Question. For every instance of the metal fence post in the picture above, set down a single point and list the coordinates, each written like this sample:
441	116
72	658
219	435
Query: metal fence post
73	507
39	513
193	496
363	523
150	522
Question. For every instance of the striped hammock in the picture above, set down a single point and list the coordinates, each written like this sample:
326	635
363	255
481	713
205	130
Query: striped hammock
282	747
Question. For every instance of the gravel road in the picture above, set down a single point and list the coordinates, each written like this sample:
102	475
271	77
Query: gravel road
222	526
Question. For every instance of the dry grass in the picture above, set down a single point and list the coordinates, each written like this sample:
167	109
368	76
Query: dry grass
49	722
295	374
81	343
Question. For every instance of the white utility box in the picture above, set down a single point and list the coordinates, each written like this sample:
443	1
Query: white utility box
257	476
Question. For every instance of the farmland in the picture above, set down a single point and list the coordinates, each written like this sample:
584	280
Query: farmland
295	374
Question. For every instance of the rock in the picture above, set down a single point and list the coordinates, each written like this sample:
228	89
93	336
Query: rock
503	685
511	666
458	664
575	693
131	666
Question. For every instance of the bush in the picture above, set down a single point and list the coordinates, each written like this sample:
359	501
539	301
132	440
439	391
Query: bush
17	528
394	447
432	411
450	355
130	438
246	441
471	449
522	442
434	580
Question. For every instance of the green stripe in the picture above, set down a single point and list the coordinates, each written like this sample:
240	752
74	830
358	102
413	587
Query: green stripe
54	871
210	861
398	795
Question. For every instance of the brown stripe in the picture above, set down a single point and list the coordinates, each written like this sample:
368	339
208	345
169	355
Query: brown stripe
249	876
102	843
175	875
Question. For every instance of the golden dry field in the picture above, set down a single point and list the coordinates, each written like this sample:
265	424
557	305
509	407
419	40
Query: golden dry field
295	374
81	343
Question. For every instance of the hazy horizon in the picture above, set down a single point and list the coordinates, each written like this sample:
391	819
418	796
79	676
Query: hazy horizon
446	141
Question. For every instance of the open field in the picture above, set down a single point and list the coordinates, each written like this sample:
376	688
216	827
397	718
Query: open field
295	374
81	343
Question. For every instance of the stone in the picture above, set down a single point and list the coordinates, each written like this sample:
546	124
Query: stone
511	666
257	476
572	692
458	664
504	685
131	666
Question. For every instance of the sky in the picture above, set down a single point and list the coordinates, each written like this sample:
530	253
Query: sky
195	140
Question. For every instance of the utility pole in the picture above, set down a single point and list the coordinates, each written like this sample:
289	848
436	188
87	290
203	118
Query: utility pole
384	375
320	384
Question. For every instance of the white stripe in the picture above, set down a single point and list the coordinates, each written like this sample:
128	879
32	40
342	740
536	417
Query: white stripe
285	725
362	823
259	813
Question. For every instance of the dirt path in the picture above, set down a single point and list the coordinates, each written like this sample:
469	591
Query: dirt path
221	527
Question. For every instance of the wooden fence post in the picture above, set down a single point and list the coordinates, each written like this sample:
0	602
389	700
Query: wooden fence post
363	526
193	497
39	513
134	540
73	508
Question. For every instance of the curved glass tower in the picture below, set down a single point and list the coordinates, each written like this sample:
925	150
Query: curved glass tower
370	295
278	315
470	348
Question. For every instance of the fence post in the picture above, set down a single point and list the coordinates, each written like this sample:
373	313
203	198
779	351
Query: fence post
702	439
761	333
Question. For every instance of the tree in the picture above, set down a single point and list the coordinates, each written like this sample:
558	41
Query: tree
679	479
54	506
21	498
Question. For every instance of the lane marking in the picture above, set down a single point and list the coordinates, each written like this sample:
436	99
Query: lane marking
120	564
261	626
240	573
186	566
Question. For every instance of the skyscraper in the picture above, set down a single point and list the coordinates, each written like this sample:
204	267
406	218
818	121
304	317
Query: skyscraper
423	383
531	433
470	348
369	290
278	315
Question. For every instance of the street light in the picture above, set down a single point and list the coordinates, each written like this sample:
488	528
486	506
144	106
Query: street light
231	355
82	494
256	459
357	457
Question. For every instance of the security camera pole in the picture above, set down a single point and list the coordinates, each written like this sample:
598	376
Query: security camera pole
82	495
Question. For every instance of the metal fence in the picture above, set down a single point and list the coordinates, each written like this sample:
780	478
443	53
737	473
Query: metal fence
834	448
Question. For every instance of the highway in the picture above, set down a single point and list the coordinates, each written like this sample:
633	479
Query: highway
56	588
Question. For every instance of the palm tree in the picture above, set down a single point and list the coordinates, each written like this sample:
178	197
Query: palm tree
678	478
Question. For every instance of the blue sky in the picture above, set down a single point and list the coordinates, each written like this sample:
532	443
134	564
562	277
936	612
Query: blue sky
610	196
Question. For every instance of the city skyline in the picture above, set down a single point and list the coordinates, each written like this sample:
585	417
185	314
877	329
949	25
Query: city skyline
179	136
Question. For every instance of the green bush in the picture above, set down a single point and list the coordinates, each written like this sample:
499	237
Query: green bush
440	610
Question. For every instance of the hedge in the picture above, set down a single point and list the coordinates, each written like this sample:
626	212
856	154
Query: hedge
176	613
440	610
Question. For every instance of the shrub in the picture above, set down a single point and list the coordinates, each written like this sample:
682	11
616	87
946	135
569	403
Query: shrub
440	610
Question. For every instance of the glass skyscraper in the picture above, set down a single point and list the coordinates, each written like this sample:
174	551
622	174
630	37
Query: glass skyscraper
•••
### Your task
I'd like the entries above reproduced in full, exactly as they stand.

### Your response
Question. For every instance of the metal fence post in the picture above, set down a single point and list the coordinates, each written like this sample:
441	116
72	658
219	435
Query: metal fence post
73	507
39	513
193	496
363	523
150	522
Question. For every instance of the striped hammock in the picture above, set down a single point and list the coordinates, each written like this sample:
326	635
363	255
481	713
205	130
Query: striped hammock
282	747
Question. For every instance of the gravel road in the picture above, set down a single point and list the coordinates, each written like this sample:
102	475
271	77
Query: gravel road
222	526
Question. For every instance of the dry grass in the picture above, set down a single point and list the coordinates, each written like this sample:
167	109
368	76
Query: dry grass
49	722
295	374
81	343
Question. For every instance of the white utility box in the picture above, set down a single point and list the coordinates, each written like this sample:
443	1
Query: white utility box
257	476
Question. For every instance of the farmland in the picture above, set down a single point and list the coordinates, each written like this sample:
584	280
Query: farmland
295	374
Question. For every instance of the rock in the picture above, set down a single point and list the coordinates, each written like this sample:
228	89
93	336
Query: rock
503	685
511	666
458	664
575	693
131	666
Question. For every instance of the bush in the picture above, set down a single point and list the coordinates, each written like this sample:
359	501
539	301
132	440
439	391
Query: bush
17	528
394	447
432	411
450	355
130	438
246	441
471	449
522	442
434	580
Question. For every instance of the green stripe in the picture above, set down a single point and list the coordinates, each written like this sample:
240	752
74	830
358	102
413	587
Query: green stripe
54	871
210	861
398	795
Question. For every instance of the brown stripe in the picture above, set down a single point and list the coordinates, each written like this sample:
368	339
208	345
169	355
Query: brown stripe
249	876
102	843
175	875
Question. For every instance of the golden dry field in the picture above, set down a single point and list the coordinates, each written like this sample:
265	424
557	305
509	407
419	40
Query: golden dry field
295	374
81	343
Question. For every instance of the hazy horizon in the picture above, set down a single point and list the coordinates, each written like this sample:
391	819
418	796
79	676
Query: hazy horizon
446	141
Question. For every instance of the open field in the picture above, set down a single point and list the coordinates, each written like this sample:
376	688
216	827
397	718
Query: open field
295	374
81	343
Question. For every instance of the stone in the picture above, set down a single point and list the coordinates, each written like this sample:
546	124
Query: stone
511	666
257	476
572	692
458	664
504	685
131	666
Question. For every instance of the sky in the picture above, set down a single point and list the coordinates, each written like this sample:
530	253
Query: sky
195	140
Question. For every instance of the utility pole in the picture above, set down a single point and list the coordinates, each written like this sample:
289	848
436	188
87	290
203	118
Query: utility pole
384	375
320	384
Question. For every instance of the white stripe in the picture above, set down a single point and list the coordinates, each written like this sample:
128	879
32	40
342	740
536	417
Query: white stripe
285	725
362	823
259	813
Question. For every instance of the dirt path in the picture above, set down a single point and list the coordinates, each written like this sample:
469	591
Query: dirt path
221	527
Question. For every instance of the wooden fence post in the picture above, set down a single point and list the coordinates, each written like this sample:
0	602
389	700
Query: wooden fence post
363	526
193	497
39	513
134	540
73	508
Question. For every instance of the curved glass tower in the picture below, set down a single point and list the coordinates, each written like this sample:
925	150
Query: curved glass tower
370	295
278	315
470	348
Question. For every instance of the fence post in the picture above, set down a single point and list the coordinates, each written like this sample:
373	313
203	198
779	351
Query: fence post
702	439
761	333
Question. For every instance of the tree in the picture above, set down a single point and list the coordinates, each written like this sample:
558	41
Query: tree
679	479
54	506
21	498
Question. For every instance of the lane marking in the picture above, set down a single point and list the coordinates, each written like this sample:
436	99
Query: lane marking
120	564
261	626
240	573
186	566
Question. For every instance of the skyscraper in the picture above, set down a single point and list the coordinates, each written like this sample:
204	267
406	218
818	121
304	317
Query: skyscraper
423	383
531	433
470	348
369	290
278	315
Question. For every instance of the street light in the picture above, set down a single point and list the coordinates, each written like this sample:
488	528
486	506
144	106
Query: street light
231	355
82	494
256	459
357	457
Question. For every instance of the security camera pole in the picture above, set down a single point and list the coordinates, each written like this sample:
598	376
Query: security camera pole
82	495
Question. For every instance of the metal fence in the picture above, set down a single point and list the coordinates, each written like this sample:
780	478
443	53
737	473
Query: metal fence
834	448
Question. For every instance of the highway in the picture above, set down a single point and list the coordinates, each written like this sample:
633	479
Query: highway
56	588
Question. For every instance of the palm tree in the picture above, set down a single point and list the coordinates, each written like this sample:
178	197
Query: palm tree
678	478
Question. For every instance of the blue sky in the picture above, set down a single point and list the coordinates, each written like this sample:
532	443
134	564
562	277
936	612
Query: blue sky
610	196
Question. For every instance of the city skyline in the picture above, set down a single point and list the coordinates, each written like this sample:
585	417
185	314
877	329
949	25
Query: city skyline
179	136
Question. For every instance of the green bush in the picture above, set down a single point and list the coordinates, each written like this sample:
499	237
Query: green bush
440	610
Question. For every instance of the hedge in the picture above, set down a single point and list the coordinates, each written like this sample:
626	212
856	154
Query: hedge
176	613
440	610
Question. For every instance of the shrub in the picture above, set down a single point and list the coordinates, each written like this sample:
682	11
616	87
946	135
569	403
Query: shrub
440	610
Question. For every instance of the glass skyscraper in the picture above, set down a single point and list the coordinates, each written like this sample:
174	551
622	174
630	37
Query: glass skyscraper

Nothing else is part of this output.